Exercise: Tally how many lines in the material below contain the string "instance", counting only matches with the same capitalization, and reply with that number alone.

Rows:

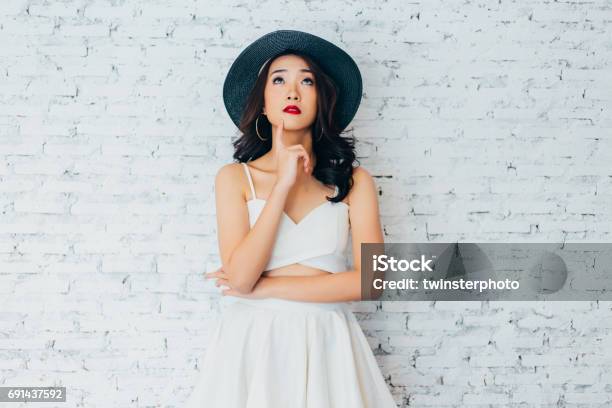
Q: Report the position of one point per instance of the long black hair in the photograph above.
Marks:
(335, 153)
---
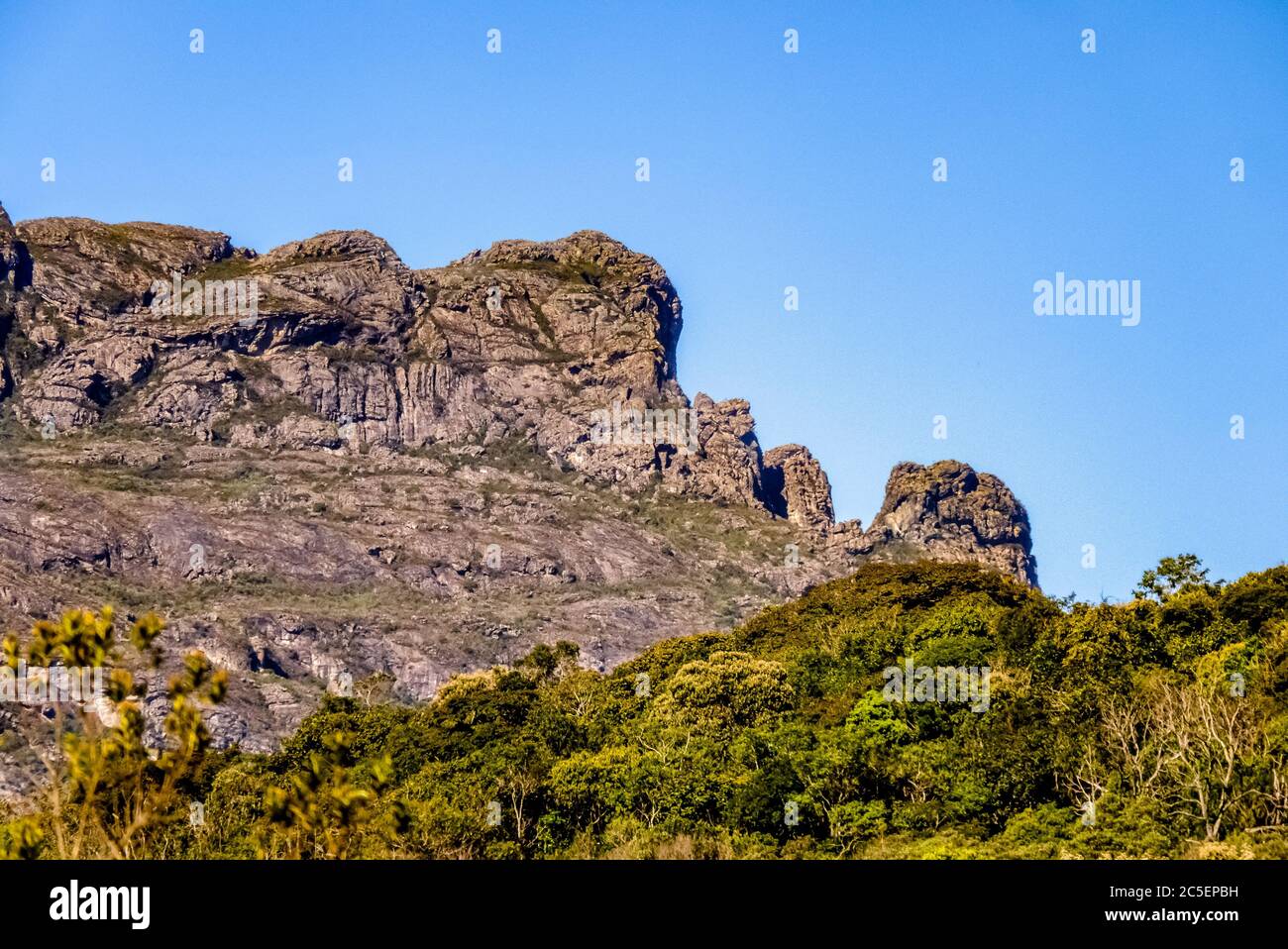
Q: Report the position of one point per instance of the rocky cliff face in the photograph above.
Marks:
...
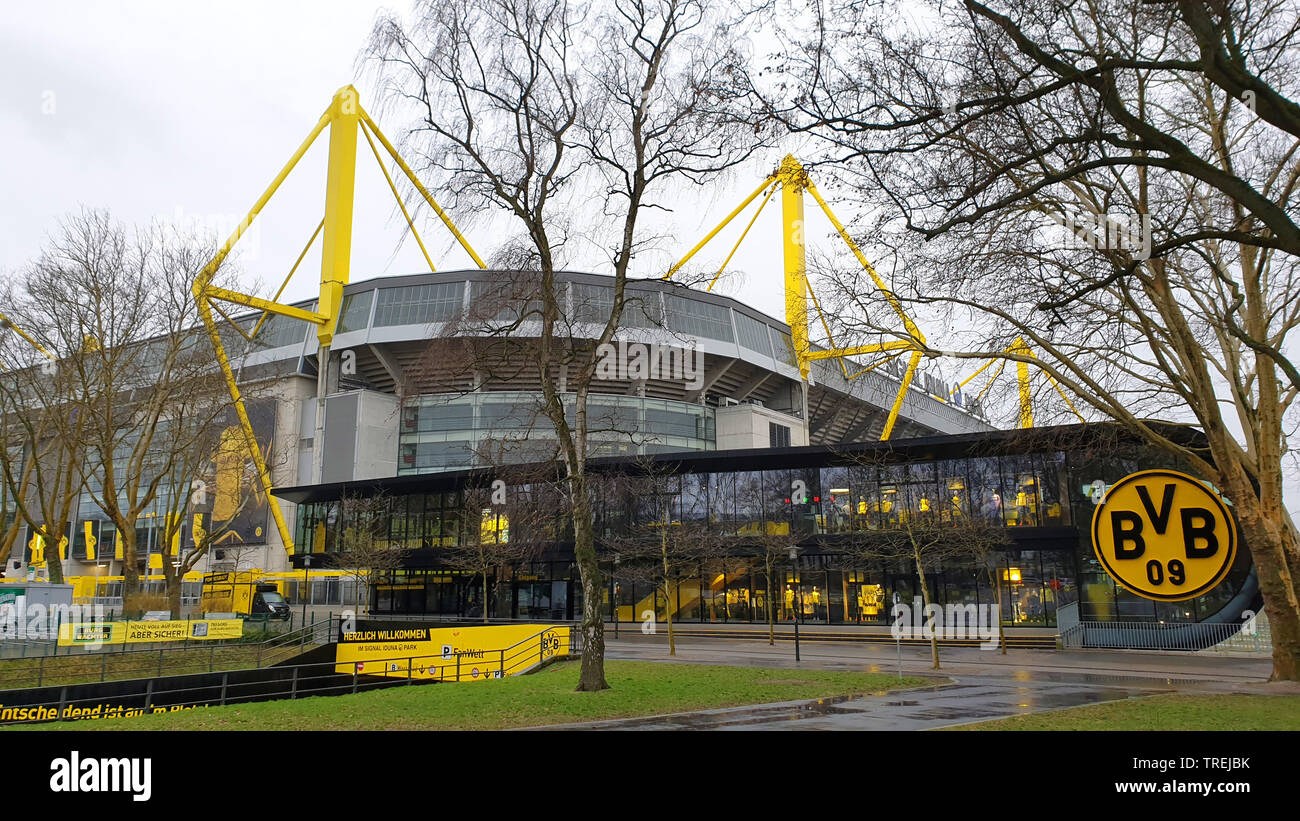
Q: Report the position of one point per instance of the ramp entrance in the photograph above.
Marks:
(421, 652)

Full answer: 3